The late Icelandic film composer Johann Johannsson amassed an admirably ecelctic body of soundtrack work that ranged from Hollywood potboilers to pure art cinema, and the posthumously released Last and First Men is the only film he directed. The score is impressive, but while watching the film the music isn’t the thing you pay attention to. Overall, this 70-minute movie is even more minimalist in design than his music, which normally combines orchestral compositions with electronic filigree and loops. In that regard, one can see Johannsson’s sensibility more clearly here, since, like his music, the visual and verbal elements are hybridized. The theme, in fact, has already been noted as perhaps a variation on the ideas presented in Denis Villeneuve’s Arrival, for which Johannsson wrote the score. But it’s very, very different.
The clinically precise narration, in English, is taken directly from a book of the same name by early 20th century philosopher Olaf Stapledon, which comprises a message to 20th century civilization from 200 million years into the future by a generation of humanity that is facing annihilation due to the self-implosion of the sun. Reportedly, the book, published in 1930, inspired Arthur C. Clarke to write the short story that was eventually adapted as 2001: A Space Odyssey, but its apocalyptic pronouncements are stripped of all sentimentality. In fact, thanks to Tilda Swinton’s clinically precise voiceover, it is sometimes difficult to follow the musings on 2 billion years of human endeavor that these future beings try to elucidate. It’s been said that many filmmakers have pondered a movie version of the book, and you can see why they gave up.

## Work to complete
A: According to the film review, who provides the voiceover narration in Last and First Men?
B: Quote the film review word for word, beginning at the words "The late Icelandic" and stopping after "very, very different.".

(Saved data entries)
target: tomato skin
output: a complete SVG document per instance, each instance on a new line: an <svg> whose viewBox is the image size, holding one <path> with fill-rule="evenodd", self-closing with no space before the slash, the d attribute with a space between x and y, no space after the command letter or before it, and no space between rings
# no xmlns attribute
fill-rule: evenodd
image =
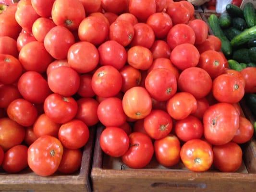
<svg viewBox="0 0 256 192"><path fill-rule="evenodd" d="M116 95L122 86L122 77L114 67L106 65L100 67L92 79L92 87L95 94L103 97Z"/></svg>
<svg viewBox="0 0 256 192"><path fill-rule="evenodd" d="M180 161L181 144L176 136L170 134L157 140L154 147L157 160L164 166L173 166Z"/></svg>
<svg viewBox="0 0 256 192"><path fill-rule="evenodd" d="M213 152L209 144L200 139L188 141L181 150L181 157L184 165L195 172L203 172L210 168L213 156Z"/></svg>
<svg viewBox="0 0 256 192"><path fill-rule="evenodd" d="M196 99L200 99L210 93L212 81L206 71L198 67L191 67L182 72L178 85L181 91L188 92Z"/></svg>
<svg viewBox="0 0 256 192"><path fill-rule="evenodd" d="M180 92L171 97L167 103L168 113L175 120L183 120L197 108L197 103L194 96L189 93Z"/></svg>
<svg viewBox="0 0 256 192"><path fill-rule="evenodd" d="M213 148L213 164L222 172L235 172L242 165L243 152L235 143L230 142Z"/></svg>
<svg viewBox="0 0 256 192"><path fill-rule="evenodd" d="M45 49L52 57L59 60L67 58L68 50L74 43L72 33L61 26L52 28L44 40Z"/></svg>
<svg viewBox="0 0 256 192"><path fill-rule="evenodd" d="M204 114L204 134L211 144L231 141L239 127L239 114L231 104L220 103L210 106Z"/></svg>
<svg viewBox="0 0 256 192"><path fill-rule="evenodd" d="M123 130L116 127L107 127L99 138L101 149L108 155L118 157L126 152L130 144L129 137Z"/></svg>
<svg viewBox="0 0 256 192"><path fill-rule="evenodd" d="M152 100L146 90L141 87L134 87L123 96L122 108L129 117L139 120L146 117L152 109Z"/></svg>
<svg viewBox="0 0 256 192"><path fill-rule="evenodd" d="M43 136L28 148L28 166L40 176L52 175L61 163L63 150L62 145L59 140L51 136Z"/></svg>

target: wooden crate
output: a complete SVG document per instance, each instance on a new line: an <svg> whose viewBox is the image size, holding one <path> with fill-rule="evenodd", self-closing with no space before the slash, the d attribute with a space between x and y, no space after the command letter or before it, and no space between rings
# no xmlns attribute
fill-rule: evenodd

## Answers to the problems
A: Tilda Swinton

B:
The late Icelandic film composer Johann Johannsson amassed an admirably ecelctic body of soundtrack work that ranged from Hollywood potboilers to pure art cinema, and the posthumously released Last and First Men is the only film he directed. The score is impressive, but while watching the film the music isn’t the thing you pay attention to. Overall, this 70-minute movie is even more minimalist in design than his music, which normally combines orchestral compositions with electronic filigree and loops. In that regard, one can see Johannsson’s sensibility more clearly here, since, like his music, the visual and verbal elements are hybridized. The theme, in fact, has already been noted as perhaps a variation on the ideas presented in Denis Villeneuve’s Arrival, for which Johannsson wrote the score. But it’s very, very different.